### [Action item]
Across the data below, in how many lines does the word "brick" appear? Give only the number.
# # # #
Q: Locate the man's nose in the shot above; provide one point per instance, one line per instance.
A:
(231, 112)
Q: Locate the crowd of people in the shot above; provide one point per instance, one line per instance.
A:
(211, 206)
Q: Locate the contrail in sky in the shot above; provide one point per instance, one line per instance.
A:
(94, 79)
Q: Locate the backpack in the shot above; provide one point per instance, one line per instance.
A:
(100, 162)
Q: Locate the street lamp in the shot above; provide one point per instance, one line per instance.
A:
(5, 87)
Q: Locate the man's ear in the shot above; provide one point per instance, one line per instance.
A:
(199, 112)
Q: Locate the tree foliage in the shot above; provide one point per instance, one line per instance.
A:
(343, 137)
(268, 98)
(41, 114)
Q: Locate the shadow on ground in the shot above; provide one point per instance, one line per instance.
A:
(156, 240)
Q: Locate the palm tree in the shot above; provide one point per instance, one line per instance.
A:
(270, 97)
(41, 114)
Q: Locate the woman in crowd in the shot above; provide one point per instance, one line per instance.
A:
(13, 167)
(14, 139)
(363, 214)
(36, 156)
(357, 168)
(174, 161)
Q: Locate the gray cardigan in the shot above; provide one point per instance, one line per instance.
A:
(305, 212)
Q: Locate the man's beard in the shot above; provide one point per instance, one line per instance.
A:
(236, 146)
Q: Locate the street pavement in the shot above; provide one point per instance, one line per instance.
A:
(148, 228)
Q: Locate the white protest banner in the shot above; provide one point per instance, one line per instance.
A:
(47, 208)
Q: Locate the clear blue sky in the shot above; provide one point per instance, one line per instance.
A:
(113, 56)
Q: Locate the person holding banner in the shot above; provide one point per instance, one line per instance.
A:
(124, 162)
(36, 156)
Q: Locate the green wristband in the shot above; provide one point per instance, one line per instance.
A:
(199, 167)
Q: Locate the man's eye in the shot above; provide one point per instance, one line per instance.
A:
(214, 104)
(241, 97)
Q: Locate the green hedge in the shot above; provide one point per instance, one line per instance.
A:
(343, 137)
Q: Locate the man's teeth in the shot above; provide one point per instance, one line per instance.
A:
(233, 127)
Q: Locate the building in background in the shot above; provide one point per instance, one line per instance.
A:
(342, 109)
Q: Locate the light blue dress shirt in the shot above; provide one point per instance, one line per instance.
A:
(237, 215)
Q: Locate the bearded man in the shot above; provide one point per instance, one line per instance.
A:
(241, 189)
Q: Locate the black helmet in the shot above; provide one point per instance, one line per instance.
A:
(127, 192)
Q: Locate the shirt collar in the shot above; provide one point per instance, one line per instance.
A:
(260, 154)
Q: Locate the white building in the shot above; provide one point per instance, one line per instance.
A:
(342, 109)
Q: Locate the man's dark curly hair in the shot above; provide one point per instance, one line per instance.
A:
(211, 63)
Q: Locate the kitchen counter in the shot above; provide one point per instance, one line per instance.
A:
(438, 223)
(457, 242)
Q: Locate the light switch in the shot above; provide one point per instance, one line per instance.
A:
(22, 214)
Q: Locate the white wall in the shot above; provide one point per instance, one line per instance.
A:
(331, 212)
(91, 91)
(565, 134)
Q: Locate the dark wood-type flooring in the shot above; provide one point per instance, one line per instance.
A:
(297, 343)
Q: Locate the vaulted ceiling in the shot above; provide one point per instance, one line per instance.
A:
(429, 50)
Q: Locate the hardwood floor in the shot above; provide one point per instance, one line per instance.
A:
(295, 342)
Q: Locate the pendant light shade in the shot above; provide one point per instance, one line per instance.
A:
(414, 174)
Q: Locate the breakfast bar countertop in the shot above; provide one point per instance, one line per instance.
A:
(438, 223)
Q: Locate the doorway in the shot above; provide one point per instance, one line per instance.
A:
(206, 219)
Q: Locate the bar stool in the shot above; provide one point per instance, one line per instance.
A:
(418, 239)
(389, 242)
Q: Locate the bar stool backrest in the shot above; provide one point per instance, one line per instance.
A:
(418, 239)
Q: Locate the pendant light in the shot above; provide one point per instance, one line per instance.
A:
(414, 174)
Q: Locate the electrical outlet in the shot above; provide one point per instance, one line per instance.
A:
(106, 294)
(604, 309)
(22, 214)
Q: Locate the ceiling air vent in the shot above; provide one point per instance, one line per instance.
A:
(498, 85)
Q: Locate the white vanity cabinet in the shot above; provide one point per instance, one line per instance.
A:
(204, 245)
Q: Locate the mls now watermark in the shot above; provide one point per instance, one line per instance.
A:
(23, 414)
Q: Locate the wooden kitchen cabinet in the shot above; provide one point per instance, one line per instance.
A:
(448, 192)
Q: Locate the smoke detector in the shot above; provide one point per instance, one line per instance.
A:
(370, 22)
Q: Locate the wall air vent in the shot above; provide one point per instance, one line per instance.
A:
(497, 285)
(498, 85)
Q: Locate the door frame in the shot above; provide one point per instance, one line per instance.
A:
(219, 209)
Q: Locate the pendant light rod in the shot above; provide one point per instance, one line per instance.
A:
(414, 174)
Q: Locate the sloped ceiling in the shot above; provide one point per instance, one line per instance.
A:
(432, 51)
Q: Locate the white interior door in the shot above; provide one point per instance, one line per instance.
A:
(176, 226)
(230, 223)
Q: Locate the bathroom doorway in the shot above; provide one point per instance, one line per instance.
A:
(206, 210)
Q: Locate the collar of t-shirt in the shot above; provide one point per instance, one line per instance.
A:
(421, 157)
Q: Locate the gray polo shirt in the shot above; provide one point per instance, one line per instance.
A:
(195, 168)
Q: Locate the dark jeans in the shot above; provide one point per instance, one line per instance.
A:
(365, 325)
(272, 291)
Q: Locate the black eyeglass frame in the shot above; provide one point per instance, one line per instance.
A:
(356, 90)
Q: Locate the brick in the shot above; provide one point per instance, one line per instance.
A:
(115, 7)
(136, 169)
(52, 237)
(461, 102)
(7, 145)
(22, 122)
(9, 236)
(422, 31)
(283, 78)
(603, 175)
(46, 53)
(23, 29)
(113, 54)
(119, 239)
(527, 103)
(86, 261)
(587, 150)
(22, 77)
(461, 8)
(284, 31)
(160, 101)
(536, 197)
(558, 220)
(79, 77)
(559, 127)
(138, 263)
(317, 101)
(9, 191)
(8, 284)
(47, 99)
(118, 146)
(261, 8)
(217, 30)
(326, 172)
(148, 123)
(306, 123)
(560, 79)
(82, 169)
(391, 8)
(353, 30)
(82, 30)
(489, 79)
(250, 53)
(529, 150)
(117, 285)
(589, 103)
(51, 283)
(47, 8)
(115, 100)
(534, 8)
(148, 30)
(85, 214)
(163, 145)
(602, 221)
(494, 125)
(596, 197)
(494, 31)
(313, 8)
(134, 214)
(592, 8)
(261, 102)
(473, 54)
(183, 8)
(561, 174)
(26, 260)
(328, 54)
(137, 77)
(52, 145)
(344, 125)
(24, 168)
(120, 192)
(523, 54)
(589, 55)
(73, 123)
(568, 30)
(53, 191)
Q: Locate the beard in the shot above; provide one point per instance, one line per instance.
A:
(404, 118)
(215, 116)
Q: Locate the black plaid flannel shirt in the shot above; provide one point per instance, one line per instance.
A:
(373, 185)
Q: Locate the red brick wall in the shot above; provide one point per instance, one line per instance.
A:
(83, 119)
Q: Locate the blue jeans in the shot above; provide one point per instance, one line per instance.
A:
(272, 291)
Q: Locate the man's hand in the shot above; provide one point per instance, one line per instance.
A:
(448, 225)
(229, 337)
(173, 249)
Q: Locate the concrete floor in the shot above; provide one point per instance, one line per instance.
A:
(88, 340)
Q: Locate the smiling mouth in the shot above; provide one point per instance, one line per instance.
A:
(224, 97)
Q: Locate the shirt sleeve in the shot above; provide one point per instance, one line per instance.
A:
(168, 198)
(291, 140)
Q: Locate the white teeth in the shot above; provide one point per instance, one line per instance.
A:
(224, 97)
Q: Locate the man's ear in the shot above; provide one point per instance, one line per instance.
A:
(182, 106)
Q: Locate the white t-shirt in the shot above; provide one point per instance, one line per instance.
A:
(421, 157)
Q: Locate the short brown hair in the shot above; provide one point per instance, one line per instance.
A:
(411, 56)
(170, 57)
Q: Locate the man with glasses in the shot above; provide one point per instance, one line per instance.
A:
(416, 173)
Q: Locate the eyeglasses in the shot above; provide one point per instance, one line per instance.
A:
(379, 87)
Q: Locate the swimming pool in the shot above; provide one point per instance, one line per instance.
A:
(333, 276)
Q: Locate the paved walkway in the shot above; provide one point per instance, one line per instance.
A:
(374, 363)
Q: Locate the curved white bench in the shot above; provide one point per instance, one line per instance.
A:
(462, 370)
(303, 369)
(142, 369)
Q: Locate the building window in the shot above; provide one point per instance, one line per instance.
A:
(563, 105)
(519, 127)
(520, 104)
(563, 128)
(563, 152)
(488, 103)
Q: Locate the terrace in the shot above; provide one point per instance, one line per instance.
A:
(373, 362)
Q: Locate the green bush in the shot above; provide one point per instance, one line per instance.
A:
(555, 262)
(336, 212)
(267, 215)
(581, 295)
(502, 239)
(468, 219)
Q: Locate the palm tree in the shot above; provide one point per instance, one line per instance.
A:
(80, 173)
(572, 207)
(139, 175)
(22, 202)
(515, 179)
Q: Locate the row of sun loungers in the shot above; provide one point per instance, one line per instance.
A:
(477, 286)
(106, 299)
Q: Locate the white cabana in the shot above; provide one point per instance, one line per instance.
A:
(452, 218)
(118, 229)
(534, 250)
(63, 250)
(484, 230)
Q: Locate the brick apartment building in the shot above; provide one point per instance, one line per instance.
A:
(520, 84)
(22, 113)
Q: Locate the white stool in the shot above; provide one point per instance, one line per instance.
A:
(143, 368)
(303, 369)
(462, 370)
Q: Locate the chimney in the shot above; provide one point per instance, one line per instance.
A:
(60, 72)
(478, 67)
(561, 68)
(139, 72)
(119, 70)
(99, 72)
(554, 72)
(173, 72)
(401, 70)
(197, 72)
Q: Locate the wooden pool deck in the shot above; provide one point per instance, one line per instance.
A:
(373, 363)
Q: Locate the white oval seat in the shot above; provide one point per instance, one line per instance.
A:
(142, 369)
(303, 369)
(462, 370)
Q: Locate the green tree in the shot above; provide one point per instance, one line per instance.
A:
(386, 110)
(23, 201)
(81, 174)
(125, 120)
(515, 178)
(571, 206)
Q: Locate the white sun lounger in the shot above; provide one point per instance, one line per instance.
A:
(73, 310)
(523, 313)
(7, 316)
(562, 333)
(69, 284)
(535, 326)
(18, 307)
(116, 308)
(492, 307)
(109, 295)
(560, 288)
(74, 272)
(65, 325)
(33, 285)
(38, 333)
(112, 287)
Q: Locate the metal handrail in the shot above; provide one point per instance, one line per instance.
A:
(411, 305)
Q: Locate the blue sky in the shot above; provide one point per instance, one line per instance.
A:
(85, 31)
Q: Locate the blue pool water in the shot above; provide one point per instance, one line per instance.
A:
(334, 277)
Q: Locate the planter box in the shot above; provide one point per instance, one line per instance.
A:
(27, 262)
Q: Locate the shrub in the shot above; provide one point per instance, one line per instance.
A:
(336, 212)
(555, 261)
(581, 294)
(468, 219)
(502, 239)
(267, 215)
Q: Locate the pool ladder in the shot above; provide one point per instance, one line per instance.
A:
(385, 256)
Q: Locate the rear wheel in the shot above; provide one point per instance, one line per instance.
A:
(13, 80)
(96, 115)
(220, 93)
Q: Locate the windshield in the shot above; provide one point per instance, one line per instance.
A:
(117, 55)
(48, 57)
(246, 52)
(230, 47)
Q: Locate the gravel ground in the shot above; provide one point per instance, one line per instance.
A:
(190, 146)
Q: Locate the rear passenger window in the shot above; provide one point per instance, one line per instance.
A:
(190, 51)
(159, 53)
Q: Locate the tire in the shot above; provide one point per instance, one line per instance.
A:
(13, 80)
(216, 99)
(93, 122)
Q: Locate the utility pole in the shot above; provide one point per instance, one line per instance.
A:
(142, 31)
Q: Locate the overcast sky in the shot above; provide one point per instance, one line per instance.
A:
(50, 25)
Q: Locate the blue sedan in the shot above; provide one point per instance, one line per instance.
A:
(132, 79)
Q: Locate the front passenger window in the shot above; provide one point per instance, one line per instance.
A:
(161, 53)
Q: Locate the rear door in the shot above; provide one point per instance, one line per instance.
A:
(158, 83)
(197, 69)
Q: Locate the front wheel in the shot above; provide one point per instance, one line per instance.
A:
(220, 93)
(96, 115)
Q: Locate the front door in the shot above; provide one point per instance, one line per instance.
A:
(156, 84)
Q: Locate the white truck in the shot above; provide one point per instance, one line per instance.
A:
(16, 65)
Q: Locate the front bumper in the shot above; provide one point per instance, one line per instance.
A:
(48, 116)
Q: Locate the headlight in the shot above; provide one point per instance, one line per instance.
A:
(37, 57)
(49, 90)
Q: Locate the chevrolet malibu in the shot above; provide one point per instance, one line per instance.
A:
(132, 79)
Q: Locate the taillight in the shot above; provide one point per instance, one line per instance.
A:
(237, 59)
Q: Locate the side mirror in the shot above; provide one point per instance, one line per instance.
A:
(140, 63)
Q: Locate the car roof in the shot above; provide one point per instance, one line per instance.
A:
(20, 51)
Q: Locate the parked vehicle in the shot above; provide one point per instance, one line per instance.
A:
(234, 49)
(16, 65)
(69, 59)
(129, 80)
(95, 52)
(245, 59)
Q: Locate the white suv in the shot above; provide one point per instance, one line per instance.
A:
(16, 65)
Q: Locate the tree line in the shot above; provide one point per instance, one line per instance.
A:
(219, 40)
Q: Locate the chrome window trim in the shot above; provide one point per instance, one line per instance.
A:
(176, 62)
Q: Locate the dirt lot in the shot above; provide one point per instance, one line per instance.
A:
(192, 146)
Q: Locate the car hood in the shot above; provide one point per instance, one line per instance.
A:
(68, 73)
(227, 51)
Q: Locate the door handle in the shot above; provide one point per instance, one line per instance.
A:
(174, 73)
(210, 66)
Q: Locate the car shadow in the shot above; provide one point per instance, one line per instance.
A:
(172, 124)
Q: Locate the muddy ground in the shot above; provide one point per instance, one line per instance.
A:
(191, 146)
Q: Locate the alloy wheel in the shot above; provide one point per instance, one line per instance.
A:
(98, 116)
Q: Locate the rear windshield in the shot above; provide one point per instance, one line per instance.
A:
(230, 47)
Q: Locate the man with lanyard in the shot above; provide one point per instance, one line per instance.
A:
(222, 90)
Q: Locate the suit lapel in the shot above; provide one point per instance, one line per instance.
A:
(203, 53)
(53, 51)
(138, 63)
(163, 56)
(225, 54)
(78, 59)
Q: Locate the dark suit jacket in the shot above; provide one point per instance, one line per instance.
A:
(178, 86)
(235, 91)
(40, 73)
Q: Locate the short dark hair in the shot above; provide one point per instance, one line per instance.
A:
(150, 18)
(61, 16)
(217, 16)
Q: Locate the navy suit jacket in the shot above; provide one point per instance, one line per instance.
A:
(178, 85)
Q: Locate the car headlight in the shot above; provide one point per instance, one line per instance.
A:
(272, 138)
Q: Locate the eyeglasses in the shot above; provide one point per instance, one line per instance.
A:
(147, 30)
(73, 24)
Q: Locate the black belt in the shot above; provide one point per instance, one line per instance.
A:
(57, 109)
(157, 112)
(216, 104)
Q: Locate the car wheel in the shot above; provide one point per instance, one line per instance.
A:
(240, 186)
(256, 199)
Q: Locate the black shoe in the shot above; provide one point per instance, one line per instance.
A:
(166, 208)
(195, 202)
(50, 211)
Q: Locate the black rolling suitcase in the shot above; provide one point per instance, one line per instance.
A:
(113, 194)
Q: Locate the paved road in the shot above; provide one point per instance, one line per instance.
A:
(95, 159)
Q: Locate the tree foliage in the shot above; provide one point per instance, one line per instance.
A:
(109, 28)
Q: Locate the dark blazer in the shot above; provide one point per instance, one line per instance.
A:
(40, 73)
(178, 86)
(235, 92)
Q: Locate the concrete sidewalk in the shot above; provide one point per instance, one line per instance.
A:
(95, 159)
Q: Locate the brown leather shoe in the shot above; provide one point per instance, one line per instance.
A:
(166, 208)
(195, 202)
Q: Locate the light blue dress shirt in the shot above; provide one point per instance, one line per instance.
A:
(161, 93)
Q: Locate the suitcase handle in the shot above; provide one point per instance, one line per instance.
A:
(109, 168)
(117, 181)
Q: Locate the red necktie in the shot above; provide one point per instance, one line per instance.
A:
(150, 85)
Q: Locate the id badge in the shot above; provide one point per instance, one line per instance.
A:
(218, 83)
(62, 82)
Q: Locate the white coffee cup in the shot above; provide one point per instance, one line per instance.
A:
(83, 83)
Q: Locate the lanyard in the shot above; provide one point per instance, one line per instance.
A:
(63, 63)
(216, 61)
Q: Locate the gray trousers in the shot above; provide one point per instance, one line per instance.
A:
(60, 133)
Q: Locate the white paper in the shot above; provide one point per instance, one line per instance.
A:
# # # #
### [Solution below]
3